WHAT TO DO
Please return each line below that contains the word "painted", copied in full.

WORKING DATA
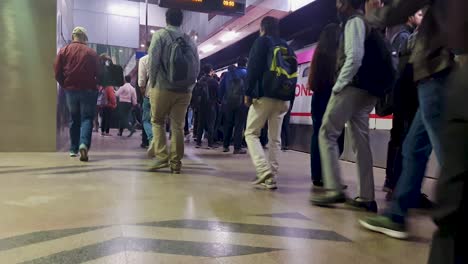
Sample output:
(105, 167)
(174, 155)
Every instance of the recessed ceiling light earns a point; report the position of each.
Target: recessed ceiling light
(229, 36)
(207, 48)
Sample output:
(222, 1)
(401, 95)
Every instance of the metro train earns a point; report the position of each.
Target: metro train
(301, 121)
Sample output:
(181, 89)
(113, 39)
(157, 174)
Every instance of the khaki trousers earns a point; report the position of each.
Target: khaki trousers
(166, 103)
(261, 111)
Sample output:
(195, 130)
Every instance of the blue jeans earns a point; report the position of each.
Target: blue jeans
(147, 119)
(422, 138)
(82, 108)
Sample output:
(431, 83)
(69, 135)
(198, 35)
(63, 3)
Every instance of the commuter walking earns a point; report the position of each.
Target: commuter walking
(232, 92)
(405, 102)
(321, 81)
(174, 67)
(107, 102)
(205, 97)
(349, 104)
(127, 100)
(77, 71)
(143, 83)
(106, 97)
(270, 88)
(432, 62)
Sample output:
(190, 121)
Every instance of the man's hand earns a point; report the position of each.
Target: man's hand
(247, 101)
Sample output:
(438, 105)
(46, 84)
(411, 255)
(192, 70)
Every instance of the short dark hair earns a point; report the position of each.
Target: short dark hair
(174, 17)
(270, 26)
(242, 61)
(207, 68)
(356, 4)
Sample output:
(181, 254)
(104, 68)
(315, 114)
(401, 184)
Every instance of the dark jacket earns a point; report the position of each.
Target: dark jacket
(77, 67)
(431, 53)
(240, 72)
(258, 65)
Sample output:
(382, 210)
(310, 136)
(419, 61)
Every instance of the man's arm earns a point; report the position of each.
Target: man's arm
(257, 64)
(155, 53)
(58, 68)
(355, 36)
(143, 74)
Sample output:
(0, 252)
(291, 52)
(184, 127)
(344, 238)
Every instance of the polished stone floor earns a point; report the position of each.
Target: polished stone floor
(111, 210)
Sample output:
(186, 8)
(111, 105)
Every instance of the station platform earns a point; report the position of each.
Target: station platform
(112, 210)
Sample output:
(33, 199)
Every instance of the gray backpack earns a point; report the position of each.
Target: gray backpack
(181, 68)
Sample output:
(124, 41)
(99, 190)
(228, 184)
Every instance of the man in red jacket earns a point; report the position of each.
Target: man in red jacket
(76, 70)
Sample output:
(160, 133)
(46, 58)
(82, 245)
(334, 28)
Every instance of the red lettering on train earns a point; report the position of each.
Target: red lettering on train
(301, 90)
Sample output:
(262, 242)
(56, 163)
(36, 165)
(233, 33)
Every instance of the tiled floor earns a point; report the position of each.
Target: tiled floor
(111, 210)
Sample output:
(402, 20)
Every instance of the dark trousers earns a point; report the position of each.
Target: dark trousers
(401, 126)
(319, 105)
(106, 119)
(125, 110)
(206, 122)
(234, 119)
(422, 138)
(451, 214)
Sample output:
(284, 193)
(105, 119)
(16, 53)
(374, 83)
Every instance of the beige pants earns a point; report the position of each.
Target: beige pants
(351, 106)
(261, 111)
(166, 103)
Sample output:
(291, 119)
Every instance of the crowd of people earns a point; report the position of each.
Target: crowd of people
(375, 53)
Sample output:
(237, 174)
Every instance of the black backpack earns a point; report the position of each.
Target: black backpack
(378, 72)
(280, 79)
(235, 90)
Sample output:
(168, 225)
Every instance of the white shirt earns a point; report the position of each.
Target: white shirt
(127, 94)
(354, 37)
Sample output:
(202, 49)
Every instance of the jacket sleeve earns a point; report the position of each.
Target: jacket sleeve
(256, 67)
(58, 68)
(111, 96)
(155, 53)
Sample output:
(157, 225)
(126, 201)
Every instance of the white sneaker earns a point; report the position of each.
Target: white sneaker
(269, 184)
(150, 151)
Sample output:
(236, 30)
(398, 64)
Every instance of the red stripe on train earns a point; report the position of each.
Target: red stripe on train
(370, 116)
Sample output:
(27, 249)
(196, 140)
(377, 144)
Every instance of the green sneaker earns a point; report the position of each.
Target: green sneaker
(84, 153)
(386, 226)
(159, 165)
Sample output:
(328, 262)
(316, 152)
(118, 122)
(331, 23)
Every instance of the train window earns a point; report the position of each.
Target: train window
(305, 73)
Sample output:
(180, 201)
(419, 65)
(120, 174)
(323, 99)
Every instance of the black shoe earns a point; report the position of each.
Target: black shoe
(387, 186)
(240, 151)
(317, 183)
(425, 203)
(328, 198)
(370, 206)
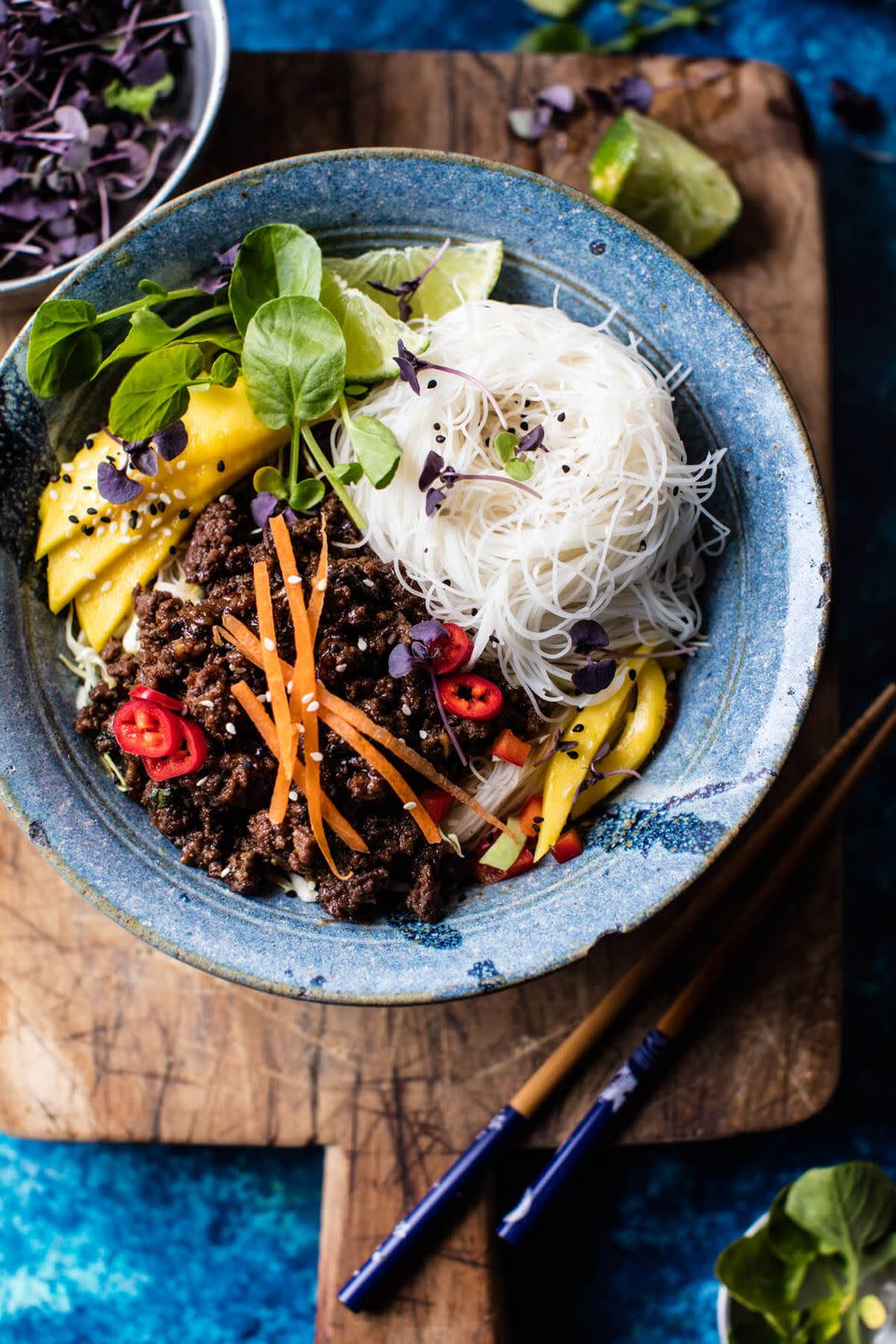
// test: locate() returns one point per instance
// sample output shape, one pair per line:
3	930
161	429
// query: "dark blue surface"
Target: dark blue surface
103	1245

---

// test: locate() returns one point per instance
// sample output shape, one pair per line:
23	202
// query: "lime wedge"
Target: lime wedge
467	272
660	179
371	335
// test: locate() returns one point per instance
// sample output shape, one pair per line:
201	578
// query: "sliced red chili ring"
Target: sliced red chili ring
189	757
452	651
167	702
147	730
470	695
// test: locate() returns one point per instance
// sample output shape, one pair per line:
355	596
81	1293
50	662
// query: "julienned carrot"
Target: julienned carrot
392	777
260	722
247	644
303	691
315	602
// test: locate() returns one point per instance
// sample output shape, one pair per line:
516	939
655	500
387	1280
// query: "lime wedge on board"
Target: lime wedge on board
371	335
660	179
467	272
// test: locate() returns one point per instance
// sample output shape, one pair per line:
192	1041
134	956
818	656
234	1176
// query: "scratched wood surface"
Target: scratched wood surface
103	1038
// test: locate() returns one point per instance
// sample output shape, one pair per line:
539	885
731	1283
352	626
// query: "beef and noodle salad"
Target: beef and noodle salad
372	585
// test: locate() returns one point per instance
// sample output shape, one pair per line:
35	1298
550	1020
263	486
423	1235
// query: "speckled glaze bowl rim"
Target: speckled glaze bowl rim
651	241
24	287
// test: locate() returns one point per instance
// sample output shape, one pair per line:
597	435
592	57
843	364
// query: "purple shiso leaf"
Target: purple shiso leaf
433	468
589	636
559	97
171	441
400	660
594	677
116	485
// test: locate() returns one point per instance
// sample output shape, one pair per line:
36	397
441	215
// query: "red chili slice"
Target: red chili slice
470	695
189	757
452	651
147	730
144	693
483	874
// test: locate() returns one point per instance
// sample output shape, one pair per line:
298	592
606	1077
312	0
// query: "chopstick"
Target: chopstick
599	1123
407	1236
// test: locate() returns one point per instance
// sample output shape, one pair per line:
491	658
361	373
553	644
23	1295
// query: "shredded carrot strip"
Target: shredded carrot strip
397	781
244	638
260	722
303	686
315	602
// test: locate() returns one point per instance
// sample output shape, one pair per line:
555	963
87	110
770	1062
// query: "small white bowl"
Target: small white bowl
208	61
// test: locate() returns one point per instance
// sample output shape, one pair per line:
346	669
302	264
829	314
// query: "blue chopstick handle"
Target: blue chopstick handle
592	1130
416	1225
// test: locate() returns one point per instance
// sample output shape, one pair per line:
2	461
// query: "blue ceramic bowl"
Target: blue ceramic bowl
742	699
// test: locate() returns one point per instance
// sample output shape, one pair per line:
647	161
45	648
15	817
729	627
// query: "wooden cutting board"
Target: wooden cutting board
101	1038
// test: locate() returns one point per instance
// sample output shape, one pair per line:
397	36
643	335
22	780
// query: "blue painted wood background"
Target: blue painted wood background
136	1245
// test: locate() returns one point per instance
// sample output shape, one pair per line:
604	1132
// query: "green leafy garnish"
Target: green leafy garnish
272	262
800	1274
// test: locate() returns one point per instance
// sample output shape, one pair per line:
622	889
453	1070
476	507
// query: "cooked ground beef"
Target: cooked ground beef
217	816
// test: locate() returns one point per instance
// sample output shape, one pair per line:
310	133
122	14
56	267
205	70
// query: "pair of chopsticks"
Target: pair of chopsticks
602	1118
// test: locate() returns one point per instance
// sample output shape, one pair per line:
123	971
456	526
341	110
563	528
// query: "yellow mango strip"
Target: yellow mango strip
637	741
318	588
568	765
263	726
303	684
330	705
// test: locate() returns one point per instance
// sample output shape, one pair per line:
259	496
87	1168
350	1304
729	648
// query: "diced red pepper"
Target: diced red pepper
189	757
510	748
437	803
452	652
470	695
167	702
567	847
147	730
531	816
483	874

* * *

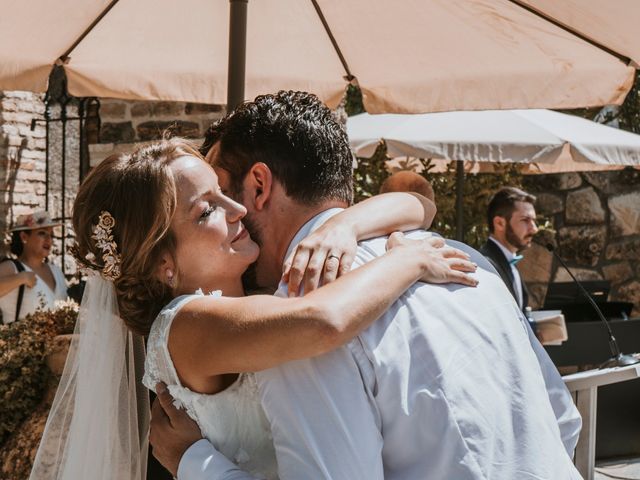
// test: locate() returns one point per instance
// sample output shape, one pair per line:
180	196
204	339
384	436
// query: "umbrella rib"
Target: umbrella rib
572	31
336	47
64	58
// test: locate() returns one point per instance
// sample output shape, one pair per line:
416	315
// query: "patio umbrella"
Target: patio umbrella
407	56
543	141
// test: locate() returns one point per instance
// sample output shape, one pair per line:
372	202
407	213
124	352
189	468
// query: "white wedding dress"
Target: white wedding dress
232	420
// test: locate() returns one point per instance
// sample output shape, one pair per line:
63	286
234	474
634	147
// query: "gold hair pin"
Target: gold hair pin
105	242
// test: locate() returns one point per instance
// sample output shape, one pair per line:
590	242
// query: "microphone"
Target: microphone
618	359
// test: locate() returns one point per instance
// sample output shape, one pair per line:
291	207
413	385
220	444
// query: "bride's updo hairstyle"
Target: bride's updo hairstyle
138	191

OUTPUT BELOW
// query: "blue painted wood background"
Target: blue painted wood background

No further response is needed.